#### [OBJECTIVE]
Tally how many of the lines below contain the word "clipboard", and give that number alone.

-------- DATASET CONTENT --------

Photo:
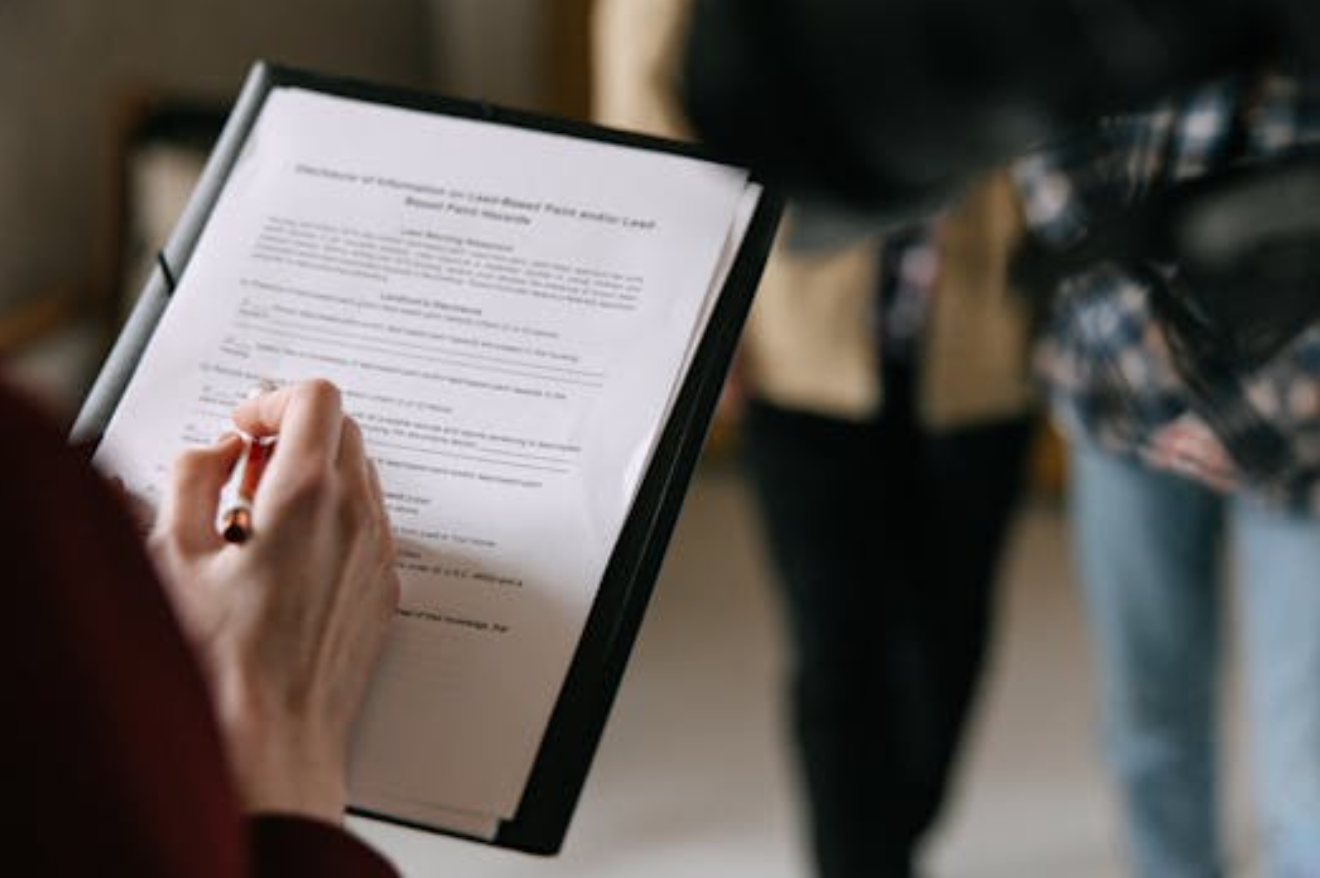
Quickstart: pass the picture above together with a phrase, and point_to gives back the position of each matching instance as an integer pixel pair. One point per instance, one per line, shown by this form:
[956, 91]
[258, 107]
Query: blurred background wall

--------
-------- DATASET CONTENT --------

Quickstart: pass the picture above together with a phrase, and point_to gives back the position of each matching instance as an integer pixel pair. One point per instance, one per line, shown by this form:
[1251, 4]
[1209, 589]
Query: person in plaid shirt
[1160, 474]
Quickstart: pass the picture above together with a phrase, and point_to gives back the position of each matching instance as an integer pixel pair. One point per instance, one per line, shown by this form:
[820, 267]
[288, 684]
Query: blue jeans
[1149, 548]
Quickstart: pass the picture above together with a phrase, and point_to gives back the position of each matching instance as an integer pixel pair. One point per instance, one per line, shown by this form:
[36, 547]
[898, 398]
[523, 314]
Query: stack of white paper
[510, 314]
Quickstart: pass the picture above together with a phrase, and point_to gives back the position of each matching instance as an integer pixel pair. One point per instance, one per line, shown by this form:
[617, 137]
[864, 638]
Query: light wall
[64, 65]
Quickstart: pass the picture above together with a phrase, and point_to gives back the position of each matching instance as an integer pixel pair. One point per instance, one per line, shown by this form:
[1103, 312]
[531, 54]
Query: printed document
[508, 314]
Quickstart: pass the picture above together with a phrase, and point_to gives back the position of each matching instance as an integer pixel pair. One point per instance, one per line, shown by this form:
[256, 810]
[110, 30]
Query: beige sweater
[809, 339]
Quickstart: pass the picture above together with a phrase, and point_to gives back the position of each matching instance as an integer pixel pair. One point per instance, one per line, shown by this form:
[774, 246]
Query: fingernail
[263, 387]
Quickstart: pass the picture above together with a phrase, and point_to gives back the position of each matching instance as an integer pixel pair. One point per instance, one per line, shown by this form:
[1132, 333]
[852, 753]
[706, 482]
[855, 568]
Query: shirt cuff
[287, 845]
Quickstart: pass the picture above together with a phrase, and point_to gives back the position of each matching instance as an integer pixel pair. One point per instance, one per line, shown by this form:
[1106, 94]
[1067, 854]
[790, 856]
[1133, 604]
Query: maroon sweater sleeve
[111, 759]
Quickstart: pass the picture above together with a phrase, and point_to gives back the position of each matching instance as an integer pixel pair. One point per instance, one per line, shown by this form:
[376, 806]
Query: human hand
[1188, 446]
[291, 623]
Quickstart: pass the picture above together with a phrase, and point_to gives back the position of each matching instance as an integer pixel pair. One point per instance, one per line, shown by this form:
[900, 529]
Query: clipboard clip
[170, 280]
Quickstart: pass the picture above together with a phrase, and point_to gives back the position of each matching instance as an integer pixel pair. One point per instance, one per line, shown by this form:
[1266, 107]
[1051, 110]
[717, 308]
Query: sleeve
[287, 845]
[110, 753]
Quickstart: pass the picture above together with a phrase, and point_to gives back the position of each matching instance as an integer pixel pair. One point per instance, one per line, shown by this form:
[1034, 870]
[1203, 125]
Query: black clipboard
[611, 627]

--------

#### [COMPLETED TASK]
2